──────── RECORDS FOR THE TASK
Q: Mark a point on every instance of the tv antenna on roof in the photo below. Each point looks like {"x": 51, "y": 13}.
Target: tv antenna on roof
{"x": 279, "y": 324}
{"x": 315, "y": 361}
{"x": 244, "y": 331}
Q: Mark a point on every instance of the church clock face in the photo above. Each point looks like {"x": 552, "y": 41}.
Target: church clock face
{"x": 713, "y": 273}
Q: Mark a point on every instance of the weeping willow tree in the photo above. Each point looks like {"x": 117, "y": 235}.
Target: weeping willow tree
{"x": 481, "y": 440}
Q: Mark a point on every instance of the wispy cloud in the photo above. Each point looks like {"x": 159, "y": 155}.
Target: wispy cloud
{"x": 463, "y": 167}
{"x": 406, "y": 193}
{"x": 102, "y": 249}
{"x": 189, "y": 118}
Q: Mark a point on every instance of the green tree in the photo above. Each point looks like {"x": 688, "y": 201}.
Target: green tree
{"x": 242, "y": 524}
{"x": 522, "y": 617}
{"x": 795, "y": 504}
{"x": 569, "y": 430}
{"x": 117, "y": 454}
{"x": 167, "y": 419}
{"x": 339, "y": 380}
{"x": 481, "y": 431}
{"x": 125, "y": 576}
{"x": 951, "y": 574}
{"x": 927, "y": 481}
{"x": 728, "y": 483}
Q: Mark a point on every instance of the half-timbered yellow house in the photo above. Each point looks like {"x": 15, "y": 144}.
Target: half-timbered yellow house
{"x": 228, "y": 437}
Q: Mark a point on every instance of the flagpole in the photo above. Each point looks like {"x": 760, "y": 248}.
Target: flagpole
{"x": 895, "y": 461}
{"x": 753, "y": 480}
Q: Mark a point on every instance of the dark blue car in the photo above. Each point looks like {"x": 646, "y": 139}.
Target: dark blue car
────────────────
## AIM
Reproduce all of the data above, swapping every occurrence of "wispy cloud" for "streaky cloud" and leaving everything else unchanged.

## RESULT BELOW
Q: Mark a point on every instance of the tv antenna on roof in the photo below. Each point looks like {"x": 51, "y": 13}.
Target: tv antenna on roof
{"x": 279, "y": 324}
{"x": 315, "y": 361}
{"x": 244, "y": 331}
Q: Mark a point on every instance of the church clock face in the photo above. Each point looks like {"x": 552, "y": 41}.
Target: church clock face
{"x": 713, "y": 273}
Q: Mark a point on every instance of the weeping willow tree in the photo above. Each point looks like {"x": 117, "y": 235}.
Target: weeping willow tree
{"x": 481, "y": 440}
Q: Mark a point on every instance of the streaky cloud in the photo above. Each point looks like {"x": 159, "y": 155}.
Target: streaky cloud
{"x": 463, "y": 167}
{"x": 406, "y": 193}
{"x": 102, "y": 249}
{"x": 189, "y": 118}
Q: Mark a point on every instance of the green tree in the photo above. Each point looks like {"x": 688, "y": 201}.
Target: green tree
{"x": 242, "y": 524}
{"x": 522, "y": 617}
{"x": 795, "y": 504}
{"x": 569, "y": 430}
{"x": 117, "y": 454}
{"x": 167, "y": 419}
{"x": 339, "y": 380}
{"x": 481, "y": 431}
{"x": 125, "y": 576}
{"x": 951, "y": 574}
{"x": 927, "y": 481}
{"x": 728, "y": 483}
Q: Mark a point on every instance of the half-timbered yellow house in the photo above. Each point looks like {"x": 15, "y": 144}.
Target: half-timbered yellow house
{"x": 228, "y": 437}
Q: Mark a point on every instance of the flagpole in the photo above. Each point looks like {"x": 760, "y": 248}.
Target: flagpole
{"x": 895, "y": 461}
{"x": 753, "y": 480}
Q: Mark a point on every instance of the dark blue car in the photo above. Each point looks like {"x": 646, "y": 139}.
Target: dark blue car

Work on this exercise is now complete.